**Instruções de trabalho:**
Atualize o material abaixo, substituindo "photograph" por "image" em todas as ocorrências e mantendo todo o resto inalterado. Reproduza o resultado sem incluir as imagens.

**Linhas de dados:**
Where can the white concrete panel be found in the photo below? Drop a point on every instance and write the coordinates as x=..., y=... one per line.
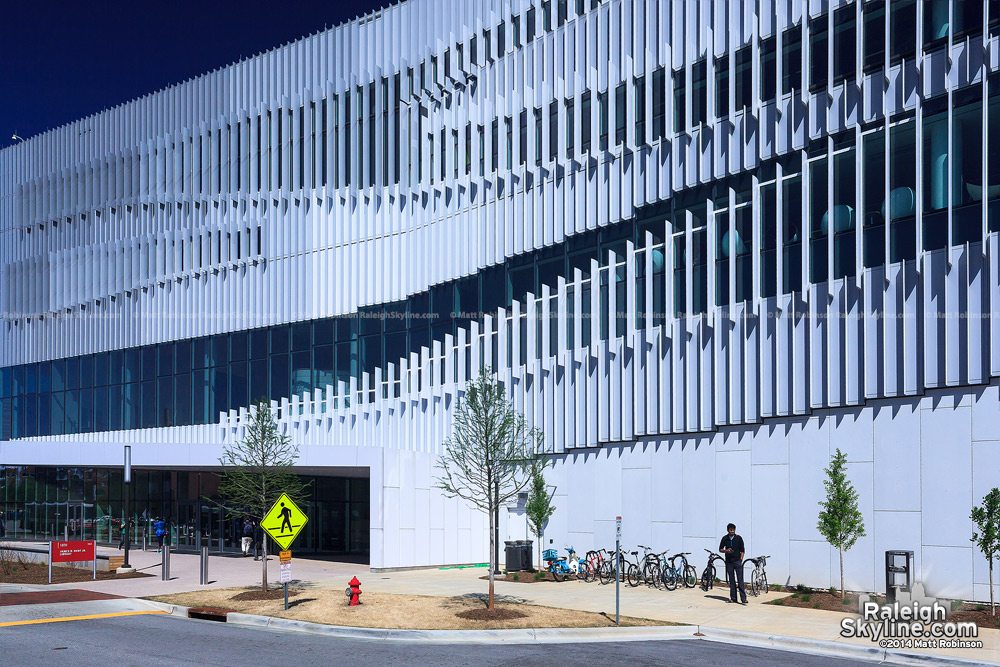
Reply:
x=809, y=565
x=808, y=456
x=700, y=490
x=946, y=572
x=733, y=486
x=897, y=461
x=854, y=434
x=767, y=533
x=946, y=476
x=636, y=506
x=770, y=443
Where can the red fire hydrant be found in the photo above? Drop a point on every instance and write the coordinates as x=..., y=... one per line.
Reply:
x=354, y=592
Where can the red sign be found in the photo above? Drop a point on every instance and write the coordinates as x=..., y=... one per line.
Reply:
x=68, y=552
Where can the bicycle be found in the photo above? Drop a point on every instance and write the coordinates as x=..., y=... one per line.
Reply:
x=708, y=575
x=670, y=575
x=651, y=572
x=686, y=573
x=592, y=563
x=758, y=578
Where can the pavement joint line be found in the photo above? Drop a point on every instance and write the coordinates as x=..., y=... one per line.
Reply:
x=79, y=618
x=593, y=635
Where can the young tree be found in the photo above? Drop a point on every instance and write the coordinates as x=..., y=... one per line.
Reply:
x=987, y=519
x=489, y=456
x=840, y=520
x=539, y=507
x=259, y=469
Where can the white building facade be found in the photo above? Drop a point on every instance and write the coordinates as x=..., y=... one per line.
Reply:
x=623, y=207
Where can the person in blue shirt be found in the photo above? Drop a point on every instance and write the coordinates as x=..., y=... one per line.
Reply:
x=732, y=547
x=160, y=528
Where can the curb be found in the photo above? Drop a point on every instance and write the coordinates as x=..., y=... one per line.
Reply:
x=833, y=649
x=593, y=635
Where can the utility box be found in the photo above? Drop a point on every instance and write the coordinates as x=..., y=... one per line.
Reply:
x=518, y=555
x=898, y=573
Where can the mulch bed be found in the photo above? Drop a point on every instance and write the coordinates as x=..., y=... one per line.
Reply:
x=818, y=600
x=38, y=573
x=270, y=594
x=498, y=614
x=524, y=577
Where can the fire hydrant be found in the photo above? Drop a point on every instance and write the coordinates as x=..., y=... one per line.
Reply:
x=354, y=592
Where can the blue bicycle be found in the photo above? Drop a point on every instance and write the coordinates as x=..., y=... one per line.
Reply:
x=560, y=566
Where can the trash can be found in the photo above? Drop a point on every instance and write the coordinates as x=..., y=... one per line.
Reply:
x=898, y=573
x=518, y=555
x=513, y=556
x=526, y=562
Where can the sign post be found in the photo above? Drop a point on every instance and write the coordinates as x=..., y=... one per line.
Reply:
x=285, y=571
x=283, y=522
x=71, y=552
x=618, y=560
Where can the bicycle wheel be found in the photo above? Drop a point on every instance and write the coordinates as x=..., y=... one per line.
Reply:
x=648, y=575
x=634, y=575
x=652, y=575
x=670, y=579
x=690, y=576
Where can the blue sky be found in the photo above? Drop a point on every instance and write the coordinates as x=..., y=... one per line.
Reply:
x=62, y=61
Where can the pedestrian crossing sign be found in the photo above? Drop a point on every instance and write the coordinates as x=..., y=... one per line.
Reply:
x=284, y=521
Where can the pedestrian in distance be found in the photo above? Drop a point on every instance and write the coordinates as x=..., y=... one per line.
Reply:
x=160, y=528
x=258, y=541
x=247, y=535
x=732, y=547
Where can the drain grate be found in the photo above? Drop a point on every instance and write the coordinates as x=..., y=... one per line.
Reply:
x=209, y=613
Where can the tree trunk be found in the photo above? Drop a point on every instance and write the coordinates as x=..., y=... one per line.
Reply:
x=841, y=573
x=493, y=537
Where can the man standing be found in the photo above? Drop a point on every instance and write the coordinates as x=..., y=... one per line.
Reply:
x=732, y=546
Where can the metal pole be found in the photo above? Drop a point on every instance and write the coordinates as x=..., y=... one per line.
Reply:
x=496, y=528
x=618, y=560
x=127, y=526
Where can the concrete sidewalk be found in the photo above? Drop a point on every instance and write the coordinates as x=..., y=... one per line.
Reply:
x=224, y=571
x=691, y=606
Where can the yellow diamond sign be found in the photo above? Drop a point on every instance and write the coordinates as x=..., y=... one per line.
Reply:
x=284, y=521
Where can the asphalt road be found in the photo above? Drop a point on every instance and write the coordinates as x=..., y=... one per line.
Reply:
x=168, y=640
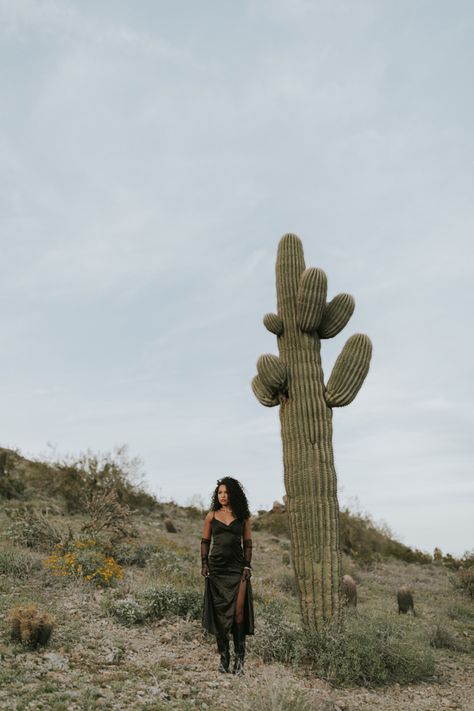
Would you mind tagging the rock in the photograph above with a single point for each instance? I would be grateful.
(55, 661)
(114, 656)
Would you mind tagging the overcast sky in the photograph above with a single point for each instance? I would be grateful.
(153, 153)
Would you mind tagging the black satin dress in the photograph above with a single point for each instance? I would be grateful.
(226, 563)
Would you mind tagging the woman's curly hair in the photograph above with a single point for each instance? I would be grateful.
(237, 498)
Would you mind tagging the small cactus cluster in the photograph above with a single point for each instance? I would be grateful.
(294, 380)
(30, 626)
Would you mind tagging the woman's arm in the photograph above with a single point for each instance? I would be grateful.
(206, 544)
(247, 538)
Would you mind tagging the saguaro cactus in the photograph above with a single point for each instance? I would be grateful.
(295, 381)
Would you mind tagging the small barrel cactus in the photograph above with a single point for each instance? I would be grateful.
(294, 380)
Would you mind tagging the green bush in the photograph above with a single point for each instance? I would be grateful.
(168, 601)
(278, 693)
(31, 528)
(277, 638)
(128, 611)
(11, 484)
(367, 652)
(127, 554)
(460, 612)
(359, 652)
(361, 538)
(17, 564)
(443, 638)
(465, 580)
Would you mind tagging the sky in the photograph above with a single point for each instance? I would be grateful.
(152, 154)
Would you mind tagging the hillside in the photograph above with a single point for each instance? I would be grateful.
(137, 643)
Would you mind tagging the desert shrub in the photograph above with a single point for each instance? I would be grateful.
(277, 637)
(459, 612)
(30, 626)
(106, 514)
(127, 554)
(277, 692)
(17, 564)
(168, 601)
(369, 543)
(275, 522)
(84, 559)
(366, 652)
(11, 485)
(287, 583)
(128, 611)
(76, 480)
(34, 529)
(464, 579)
(361, 538)
(443, 638)
(176, 566)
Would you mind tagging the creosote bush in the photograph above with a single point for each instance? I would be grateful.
(84, 559)
(443, 638)
(277, 637)
(126, 554)
(168, 601)
(464, 579)
(17, 563)
(32, 528)
(367, 652)
(30, 626)
(156, 603)
(358, 652)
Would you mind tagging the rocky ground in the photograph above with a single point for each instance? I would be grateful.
(94, 661)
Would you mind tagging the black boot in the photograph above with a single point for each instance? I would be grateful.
(223, 649)
(238, 632)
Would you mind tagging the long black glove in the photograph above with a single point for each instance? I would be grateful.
(205, 546)
(247, 572)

**Resposta escrita:**
Where can the white concrete panel be found in the photo below? Drop a point on every instance and write the coordinates as x=..., y=... one per line.
Reply:
x=809, y=565
x=808, y=456
x=700, y=490
x=946, y=572
x=733, y=486
x=897, y=461
x=854, y=434
x=767, y=533
x=946, y=476
x=636, y=506
x=770, y=443
Where can the red fire hydrant be found in the photo above? Drop a point on every instance and write the coordinates as x=..., y=... one per line.
Reply:
x=354, y=592
Where can the red sign be found in the photo above? Drop a point on every instance and write the coordinates as x=..., y=... one per line.
Reply:
x=68, y=552
Where can the bicycle be found in the photo above? Drop a point on every instance and write the coordinates as x=..., y=... one per line.
Reply:
x=708, y=575
x=670, y=575
x=651, y=572
x=686, y=573
x=592, y=563
x=758, y=578
Where can the pavement joint line be found in the photo above? Drop a point on every instance and write the coordinates as x=..., y=... one per line.
Reply:
x=79, y=618
x=593, y=635
Where can the young tree be found in the photo above? Drop a point on every instance and write the coordinates as x=..., y=... one per line.
Reply:
x=987, y=519
x=489, y=456
x=840, y=520
x=539, y=507
x=259, y=469
Where can the white building facade be found in the photo above? Drop a point on every instance and write the coordinates as x=..., y=... one per line.
Reply:
x=623, y=207
Where can the person in blue shirt be found in the photo above? Drop a point on every instance and write the coordinates as x=..., y=... one per line.
Reply:
x=732, y=547
x=160, y=528
Where can the curb be found in the photo above? Drop a point on every instance and write the coordinates as x=..., y=... one per line.
Reply:
x=833, y=649
x=593, y=635
Where can the utility box be found in the photo above? Drop a point on every instance and write the coordinates as x=..., y=... one per line.
Reply:
x=518, y=555
x=898, y=573
Where can the mulch bed be found in the photo above? Drop a point on every instance and write the coordinates as x=..., y=... one per line.
Reply:
x=818, y=600
x=38, y=573
x=270, y=594
x=498, y=614
x=524, y=577
Where can the fire hydrant be found in the photo above? Drop a point on every instance and write the coordinates as x=..., y=... one per line.
Reply:
x=354, y=592
Where can the blue bicycle be found in the photo above? Drop a point on every instance and write the coordinates as x=..., y=... one per line.
Reply:
x=560, y=566
Where can the trash can be found in the photo above? Drop a point on every instance and write the coordinates as x=..., y=... one per line.
Reply:
x=898, y=573
x=518, y=555
x=513, y=556
x=526, y=562
Where can the sign post be found in the photo above? Drop a point on every instance and write the coordinates as x=..., y=... one per line.
Reply:
x=285, y=571
x=283, y=522
x=71, y=552
x=618, y=560
Where can the bicycle wheel be found in the photo above? Drop a point on every instance and write the coordinates as x=..., y=... one per line.
Reply:
x=648, y=575
x=634, y=575
x=652, y=575
x=670, y=579
x=690, y=576
Where can the blue sky be found in the photo above? Drop a point on every instance and write the coordinates as x=..., y=... one per line.
Reply:
x=62, y=61
Where can the pedestrian crossing sign be found in the photo above? Drop a point on every instance and write the coordinates as x=..., y=... one per line.
Reply:
x=284, y=521
Where can the pedestrian in distance be found in the photo above? Drop a point on every instance and write the coordinates as x=..., y=... one per line.
Reply:
x=160, y=528
x=258, y=541
x=247, y=535
x=732, y=547
Where can the drain grate be found in the photo above? Drop a point on every instance and write the coordinates as x=..., y=... one per line.
Reply:
x=209, y=613
Where can the tree trunk be found in the photo above? Drop a point on every instance and write the coordinates as x=..., y=... one per line.
Reply:
x=841, y=573
x=493, y=537
Where can the man standing be found in the photo above? Drop a point on every instance and write the coordinates as x=..., y=... one per line.
Reply:
x=732, y=546
Where can the metal pole be found in the photo above? Drop a point on every instance and write the coordinates as x=..., y=... one per line.
Reply:
x=496, y=528
x=618, y=560
x=127, y=526
Where can the concrete sidewalk be found in the photo above? Drop a point on every instance and write the coordinates as x=..., y=... one per line.
Reply:
x=224, y=571
x=691, y=606
Where can the yellow diamond sign be found in the photo above? Drop a point on every instance and write the coordinates as x=..., y=... one per line.
Reply:
x=284, y=521
Where can the asphalt road be found in the photo above? Drop a point on every instance and write the coordinates as x=..., y=... one per line.
Reply:
x=168, y=640
Would you mind tagging the rock in the image above with a single point for each instance? I would be grateful.
(55, 661)
(114, 656)
Would you mind tagging the overcast sky in the image above with a single point for each instance? I would be grateful.
(153, 153)
Would you mind tagging the black satin dress in the image above with a single point for each instance? I would be grateful.
(226, 563)
Would you mind tagging the woman's curly hair in the image above with a single point for each instance? I would be grateful.
(237, 498)
Would you mind tagging the small cactus cluster in the image above with a single point for each instance? I would be grateful.
(294, 380)
(30, 626)
Would you mind tagging the woman's arm in the image above with a single point for each instance? I would be grateful.
(206, 544)
(247, 538)
Would you mind tagging the saguaro cactus in the image above with a single point for each instance? I would be grateful.
(295, 381)
Would you mind tagging the small barrel cactus in the image above with a single point for each instance? I would be grateful.
(294, 380)
Would you mind tagging the green bush in the image above with a single point for each instance? I would be grateful.
(168, 601)
(278, 693)
(31, 528)
(277, 638)
(128, 611)
(11, 484)
(367, 652)
(127, 554)
(460, 612)
(359, 652)
(361, 538)
(17, 564)
(443, 638)
(465, 580)
Would you mind tagging the sky in the image above with a single point for each instance? I would be grateful.
(152, 154)
Would you mind tagging the hillside in the image above with a single point for each instance? I would be grateful.
(137, 643)
Would you mind tagging the desert shrub in the image above with a single point for each instance? I would be grateful.
(277, 637)
(459, 612)
(30, 626)
(106, 514)
(127, 554)
(277, 692)
(17, 564)
(168, 601)
(369, 543)
(275, 522)
(84, 559)
(366, 652)
(11, 485)
(287, 583)
(128, 611)
(76, 480)
(34, 529)
(464, 579)
(361, 538)
(443, 638)
(176, 566)
Would you mind tagging the creosote bush in the image above with a single point for each instance? I would be grateful.
(84, 559)
(443, 638)
(277, 637)
(126, 554)
(168, 601)
(464, 579)
(17, 563)
(32, 528)
(367, 652)
(30, 626)
(156, 603)
(358, 652)
Would you mind tagging the rocky ground in the image above with a single point for each instance? I would be grateful.
(94, 661)
Would you mind tagging the black boot in the image above with a single point for each instance? I would be grateful.
(223, 649)
(238, 632)
Would you mind tagging the long black glove in the image above with a single point for each instance? I would be grateful.
(205, 546)
(247, 572)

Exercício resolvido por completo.